▶ PASSAGE CITÉ
1753-12-11, de Voltaire [François Marie Arouet] à Marie Louise Denis.

J'ai donc reçu ma chère enfant vos deux lettres datées de votre chaise longue.
Vous êtes donc hors d'affaire. Je n'ay donc plus que mes maux, et je suis content. Dites bien à votre sœur à quel point j'ay été touché de ses lettres. Je n'ay rien vu de ses crayons mais je suis très satisfait de sa plume. Elle a de l'esprit, elle vous aime. Dieu vous bénisse touttes deux en ce monde.

Mr de Tibouville vous a t'il tenu compagnie? Il peut àprésent me donner ses ordres sur Zulime tant qu'il voudra. Votre santé me rendra presque du génie. Et mr d'Argental? Hélas je ne luy écris point. Que mander de ma solitude? Mais j'aime sans écrire. J'ay toujours au pied mon ulcère qu'on avait pris pour la goutte. Je remercie dieu de m'avoir envoyé ce mal dans un temps où il faut que je sois sédentaire. Me voylà comme Philoctete dans son isle. Des Mollards voulait faire jouer Philoctete en grec sur notre petit téâtre. C'est à moi à jouer ce premier rôle.

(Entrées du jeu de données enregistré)
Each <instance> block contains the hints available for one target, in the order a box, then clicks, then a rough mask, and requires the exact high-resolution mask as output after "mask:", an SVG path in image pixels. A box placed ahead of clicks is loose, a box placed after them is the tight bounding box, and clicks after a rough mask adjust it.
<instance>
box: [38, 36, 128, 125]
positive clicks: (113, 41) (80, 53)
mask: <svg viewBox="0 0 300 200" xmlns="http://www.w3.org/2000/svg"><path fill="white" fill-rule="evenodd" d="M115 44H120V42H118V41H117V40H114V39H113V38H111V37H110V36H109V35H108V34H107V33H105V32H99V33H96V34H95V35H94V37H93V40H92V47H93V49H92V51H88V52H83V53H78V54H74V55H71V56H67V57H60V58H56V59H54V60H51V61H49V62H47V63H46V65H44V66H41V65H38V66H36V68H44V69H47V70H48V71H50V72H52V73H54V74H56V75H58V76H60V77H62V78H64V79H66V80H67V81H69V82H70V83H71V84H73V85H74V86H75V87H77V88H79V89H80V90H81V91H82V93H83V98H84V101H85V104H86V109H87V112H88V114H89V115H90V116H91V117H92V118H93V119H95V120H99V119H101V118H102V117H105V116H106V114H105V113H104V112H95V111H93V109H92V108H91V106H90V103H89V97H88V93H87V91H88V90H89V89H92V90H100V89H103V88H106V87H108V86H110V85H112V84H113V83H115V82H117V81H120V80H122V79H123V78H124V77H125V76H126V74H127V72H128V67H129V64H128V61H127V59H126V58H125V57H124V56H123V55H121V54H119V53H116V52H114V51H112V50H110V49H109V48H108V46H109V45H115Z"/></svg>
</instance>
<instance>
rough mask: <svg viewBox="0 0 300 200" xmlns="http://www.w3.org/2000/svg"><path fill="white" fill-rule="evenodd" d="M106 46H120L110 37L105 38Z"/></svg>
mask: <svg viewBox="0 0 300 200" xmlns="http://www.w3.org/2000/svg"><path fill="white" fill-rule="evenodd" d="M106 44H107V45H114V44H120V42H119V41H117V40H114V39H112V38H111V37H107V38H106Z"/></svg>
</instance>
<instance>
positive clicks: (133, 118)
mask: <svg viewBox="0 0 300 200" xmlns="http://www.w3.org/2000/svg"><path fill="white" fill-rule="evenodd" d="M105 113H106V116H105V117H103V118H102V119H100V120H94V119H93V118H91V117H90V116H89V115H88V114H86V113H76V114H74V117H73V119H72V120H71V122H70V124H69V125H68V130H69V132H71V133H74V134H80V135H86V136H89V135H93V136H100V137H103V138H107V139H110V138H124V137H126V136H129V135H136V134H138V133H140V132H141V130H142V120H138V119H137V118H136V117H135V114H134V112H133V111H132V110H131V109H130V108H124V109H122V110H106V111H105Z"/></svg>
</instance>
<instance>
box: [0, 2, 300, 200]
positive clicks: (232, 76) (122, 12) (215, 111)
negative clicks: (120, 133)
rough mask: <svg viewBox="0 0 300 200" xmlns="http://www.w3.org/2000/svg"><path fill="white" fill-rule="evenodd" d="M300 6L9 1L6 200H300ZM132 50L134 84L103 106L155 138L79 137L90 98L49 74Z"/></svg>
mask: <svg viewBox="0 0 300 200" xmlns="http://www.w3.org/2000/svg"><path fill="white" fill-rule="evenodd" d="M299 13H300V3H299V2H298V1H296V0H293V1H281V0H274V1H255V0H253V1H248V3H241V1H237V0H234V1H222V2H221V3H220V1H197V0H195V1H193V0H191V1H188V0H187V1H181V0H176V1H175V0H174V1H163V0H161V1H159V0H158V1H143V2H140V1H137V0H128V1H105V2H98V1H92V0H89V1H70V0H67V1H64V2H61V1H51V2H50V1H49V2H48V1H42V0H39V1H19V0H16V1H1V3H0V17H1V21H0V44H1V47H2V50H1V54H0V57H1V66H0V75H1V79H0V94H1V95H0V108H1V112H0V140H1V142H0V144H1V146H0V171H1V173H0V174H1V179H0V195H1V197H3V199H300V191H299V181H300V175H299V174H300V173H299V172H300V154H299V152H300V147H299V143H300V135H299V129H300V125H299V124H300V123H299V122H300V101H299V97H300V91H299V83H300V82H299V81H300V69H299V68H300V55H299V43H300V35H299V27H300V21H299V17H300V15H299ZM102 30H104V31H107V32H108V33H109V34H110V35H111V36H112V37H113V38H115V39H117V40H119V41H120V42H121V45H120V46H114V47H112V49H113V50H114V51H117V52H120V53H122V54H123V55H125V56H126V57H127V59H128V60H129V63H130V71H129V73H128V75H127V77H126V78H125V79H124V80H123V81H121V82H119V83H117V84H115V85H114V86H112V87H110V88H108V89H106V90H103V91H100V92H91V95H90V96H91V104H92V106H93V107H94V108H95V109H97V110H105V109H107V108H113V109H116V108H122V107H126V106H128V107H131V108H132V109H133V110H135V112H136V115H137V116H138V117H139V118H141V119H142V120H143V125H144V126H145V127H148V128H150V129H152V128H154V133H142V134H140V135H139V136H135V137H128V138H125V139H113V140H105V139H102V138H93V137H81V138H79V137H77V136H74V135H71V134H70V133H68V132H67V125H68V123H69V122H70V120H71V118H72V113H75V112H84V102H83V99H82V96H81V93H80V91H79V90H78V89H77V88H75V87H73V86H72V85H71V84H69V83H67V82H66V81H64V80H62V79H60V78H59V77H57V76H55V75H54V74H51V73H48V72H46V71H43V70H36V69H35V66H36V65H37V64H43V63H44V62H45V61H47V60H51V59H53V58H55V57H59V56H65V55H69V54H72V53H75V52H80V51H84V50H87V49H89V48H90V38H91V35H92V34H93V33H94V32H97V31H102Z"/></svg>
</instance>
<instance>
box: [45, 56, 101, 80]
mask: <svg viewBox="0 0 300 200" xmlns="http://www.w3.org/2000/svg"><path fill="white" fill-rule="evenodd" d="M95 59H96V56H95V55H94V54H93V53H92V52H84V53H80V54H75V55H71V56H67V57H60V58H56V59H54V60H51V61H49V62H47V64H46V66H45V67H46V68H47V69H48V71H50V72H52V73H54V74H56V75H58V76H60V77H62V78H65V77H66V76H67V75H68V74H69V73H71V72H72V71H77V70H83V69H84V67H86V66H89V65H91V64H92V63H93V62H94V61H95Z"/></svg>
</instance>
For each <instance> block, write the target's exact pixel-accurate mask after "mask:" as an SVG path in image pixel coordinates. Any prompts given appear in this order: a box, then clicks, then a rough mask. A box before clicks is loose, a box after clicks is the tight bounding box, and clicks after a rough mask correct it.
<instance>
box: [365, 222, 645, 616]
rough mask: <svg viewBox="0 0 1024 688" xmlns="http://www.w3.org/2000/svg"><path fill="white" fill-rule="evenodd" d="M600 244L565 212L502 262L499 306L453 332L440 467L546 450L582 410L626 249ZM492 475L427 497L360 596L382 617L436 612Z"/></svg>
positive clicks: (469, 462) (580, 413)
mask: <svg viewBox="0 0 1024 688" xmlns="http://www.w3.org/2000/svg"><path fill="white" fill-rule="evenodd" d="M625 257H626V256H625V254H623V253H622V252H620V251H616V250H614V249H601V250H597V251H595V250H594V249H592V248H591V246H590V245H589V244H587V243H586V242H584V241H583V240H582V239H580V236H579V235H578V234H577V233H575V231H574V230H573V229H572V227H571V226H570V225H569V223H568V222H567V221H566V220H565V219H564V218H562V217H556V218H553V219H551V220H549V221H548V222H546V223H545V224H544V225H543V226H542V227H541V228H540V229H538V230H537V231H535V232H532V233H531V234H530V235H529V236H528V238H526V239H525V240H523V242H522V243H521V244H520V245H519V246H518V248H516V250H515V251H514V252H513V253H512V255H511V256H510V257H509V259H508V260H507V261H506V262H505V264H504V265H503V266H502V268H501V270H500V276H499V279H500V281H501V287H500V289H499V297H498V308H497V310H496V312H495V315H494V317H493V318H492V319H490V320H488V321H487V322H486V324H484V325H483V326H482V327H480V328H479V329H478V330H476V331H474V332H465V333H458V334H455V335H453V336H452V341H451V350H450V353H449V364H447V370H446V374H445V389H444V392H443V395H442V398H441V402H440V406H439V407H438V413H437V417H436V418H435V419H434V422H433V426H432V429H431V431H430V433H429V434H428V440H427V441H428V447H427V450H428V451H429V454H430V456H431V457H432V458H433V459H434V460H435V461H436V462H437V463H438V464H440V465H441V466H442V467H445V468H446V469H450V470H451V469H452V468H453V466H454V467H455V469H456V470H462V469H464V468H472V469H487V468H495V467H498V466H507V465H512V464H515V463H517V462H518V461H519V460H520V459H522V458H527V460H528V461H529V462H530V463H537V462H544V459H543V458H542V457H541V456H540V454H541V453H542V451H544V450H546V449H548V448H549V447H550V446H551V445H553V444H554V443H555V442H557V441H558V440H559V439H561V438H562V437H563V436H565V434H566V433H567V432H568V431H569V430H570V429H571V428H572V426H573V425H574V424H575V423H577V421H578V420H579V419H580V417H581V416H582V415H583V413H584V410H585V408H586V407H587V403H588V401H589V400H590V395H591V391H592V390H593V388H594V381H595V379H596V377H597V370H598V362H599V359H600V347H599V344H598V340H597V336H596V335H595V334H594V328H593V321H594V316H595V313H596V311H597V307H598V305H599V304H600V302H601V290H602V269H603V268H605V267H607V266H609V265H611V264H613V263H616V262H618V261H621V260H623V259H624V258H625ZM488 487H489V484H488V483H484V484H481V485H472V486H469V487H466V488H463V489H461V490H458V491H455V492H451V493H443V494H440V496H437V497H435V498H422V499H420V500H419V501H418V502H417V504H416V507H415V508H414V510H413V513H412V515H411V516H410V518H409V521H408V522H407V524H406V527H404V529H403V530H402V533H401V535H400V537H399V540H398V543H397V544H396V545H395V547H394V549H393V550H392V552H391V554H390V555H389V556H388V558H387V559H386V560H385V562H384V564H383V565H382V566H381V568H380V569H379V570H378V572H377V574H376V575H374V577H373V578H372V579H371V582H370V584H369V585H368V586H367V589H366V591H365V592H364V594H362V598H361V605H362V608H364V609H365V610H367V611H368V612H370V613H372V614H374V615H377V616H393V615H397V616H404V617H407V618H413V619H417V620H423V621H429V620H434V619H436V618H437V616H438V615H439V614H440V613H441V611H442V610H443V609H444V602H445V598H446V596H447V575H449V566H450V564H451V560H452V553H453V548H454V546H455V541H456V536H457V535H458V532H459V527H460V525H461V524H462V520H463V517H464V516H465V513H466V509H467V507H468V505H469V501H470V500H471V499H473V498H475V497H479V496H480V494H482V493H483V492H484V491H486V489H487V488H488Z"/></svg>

▶ TÂCHE ÉCRITE 1
D'après la lettre, en quelle langue Des Mollards voulait-il faire jouer Philoctète ?
▶ TÂCHE ÉCRITE 2
Recopiez les entrées depuis leur début jusqu'à la ligne contenant "positive clicks: (113, 41) (80, 53)", cette ligne incluse.

▶ RÉPONSE ÉCRITE 1
En grec.

▶ RÉPONSE ÉCRITE 2
Each <instance> block contains the hints available for one target, in the order a box, then clicks, then a rough mask, and requires the exact high-resolution mask as output after "mask:", an SVG path in image pixels. A box placed ahead of clicks is loose, a box placed after them is the tight bounding box, and clicks after a rough mask adjust it.
<instance>
box: [38, 36, 128, 125]
positive clicks: (113, 41) (80, 53)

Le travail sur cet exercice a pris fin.